In the United States, as the repayment of student loans that was postponed during the COVID-19 pandemic resumes, the number of individuals in arrears is surging. Concerns have arisen that the government’s resumption of enforced collections could dampen consumption and lead to an economic slowdown.

Yonhap News

On the 26th (local time), The Wall Street Journal (WSJ) reported that cases of declining credit ratings have surged in the U.S. since the resumption of loan repayments. According to the New York Federal Reserve Bank, approximately 5.6 million individuals were newly classified as student loan delinquents in the first quarter of this year. The delinquency rate skyrocketed from 0.7% in the previous quarter to 8%, returning to pre-COVID-19 levels.

Previously, the Donald Trump administration intensified enforced collection procedures targeting borrowers who had deferred repayment for a long time. Education Secretary Linda McMahon stated last month, “Starting from May 5, we will include approximately 1.8 million borrowers in the repayment plan and commence collections on defaulted loans.” As a result, wage garnishments and tax refund levies have resumed, significantly increasing the burden on debtors.

In particular, the seriousness of this situation is underscored by the fact that it is not confined to low-credit individuals. The Federal Reserve noted that a significant portion of the newly classified individuals in arrears were middle-class individuals who had previously maintained sub-prime or prime credit ratings. This corresponds to the range of credit scores from 620 to 719 (out of 850).

**Record extracts:**
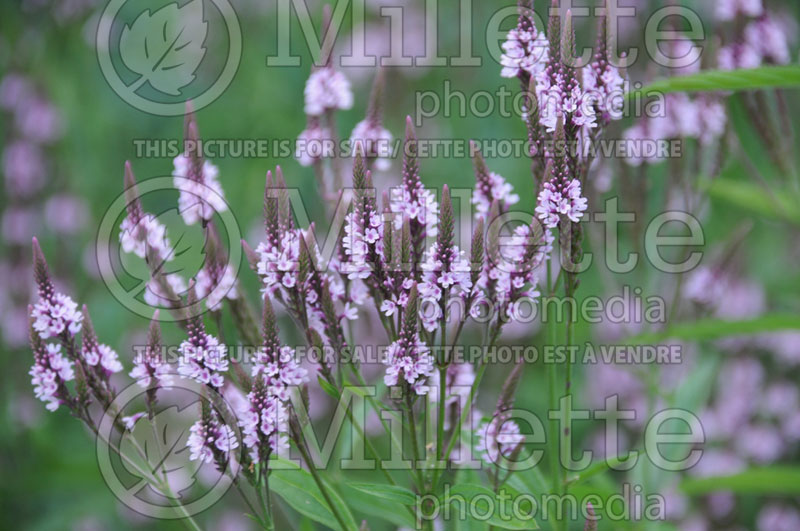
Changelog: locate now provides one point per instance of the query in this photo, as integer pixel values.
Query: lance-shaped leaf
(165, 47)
--
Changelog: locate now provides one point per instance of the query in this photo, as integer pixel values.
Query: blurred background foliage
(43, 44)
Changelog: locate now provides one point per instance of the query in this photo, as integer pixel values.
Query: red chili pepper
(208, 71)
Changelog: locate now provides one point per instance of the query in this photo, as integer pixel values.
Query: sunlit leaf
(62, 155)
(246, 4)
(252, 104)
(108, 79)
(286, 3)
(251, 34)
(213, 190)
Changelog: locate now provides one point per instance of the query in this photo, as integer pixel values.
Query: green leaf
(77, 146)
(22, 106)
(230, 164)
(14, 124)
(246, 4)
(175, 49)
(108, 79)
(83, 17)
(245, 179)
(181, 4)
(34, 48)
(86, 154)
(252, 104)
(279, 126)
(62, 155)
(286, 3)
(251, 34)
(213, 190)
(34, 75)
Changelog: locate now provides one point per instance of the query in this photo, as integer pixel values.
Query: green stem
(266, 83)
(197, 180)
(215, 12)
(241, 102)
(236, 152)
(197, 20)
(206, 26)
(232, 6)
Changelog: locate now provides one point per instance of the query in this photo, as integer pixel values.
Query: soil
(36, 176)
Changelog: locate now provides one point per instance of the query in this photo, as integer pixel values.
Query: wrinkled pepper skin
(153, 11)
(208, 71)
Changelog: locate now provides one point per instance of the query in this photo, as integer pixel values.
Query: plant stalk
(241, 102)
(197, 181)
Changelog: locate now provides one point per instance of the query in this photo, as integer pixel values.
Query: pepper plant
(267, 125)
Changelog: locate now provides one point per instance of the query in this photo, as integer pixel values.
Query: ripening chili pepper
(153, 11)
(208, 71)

**Work to complete:**
A. In the student loan article, how many people were newly classified as student loan delinquents in the first quarter of this year, according to the New York Federal Reserve Bank?
B. Continue the article on U.S. student loan delinquencies, picking up after its final sentence.

**Answers for this exercise:**
A. Approximately 5.6 million.

B.
Due to the sharp decline in credit ratings, many borrowers are being pushed out of the institutional financial system. According to WSJ, new delinquents saw their credit scores drop by an average of 140 to 177 points, facing difficulties in all aspects of basic financial life, including purchasing dwellings and vehicles, as well as obtaining credit cards.

Furthermore, the decrease in consumption capacity is impacting the macro economy. Morgan Stanley stated, “The resumption of student loan repayments will reduce consumption by about $1 billion to $3 billion per month,” and analyzed that “the U.S. gross domestic product (GDP) could decrease by 0.1 percentage points this year.”

Among those affected, vulnerable groups are experiencing even greater impacts. Young adults who graduated during the COVID-19 pandemic, two-year college graduates, and college dropouts are representative examples. In Mississippi, where the regional poverty rate is high, the delinquency rate is nearing 45%, recording the highest figure in the country.

Leslie Turner, a professor at the University of Chicago, emphasized, “Those struggling with student loan repayment are not high-income individuals but rather vulnerable groups,” and stated, “It is urgent to support policies for those lacking repayment capacity.”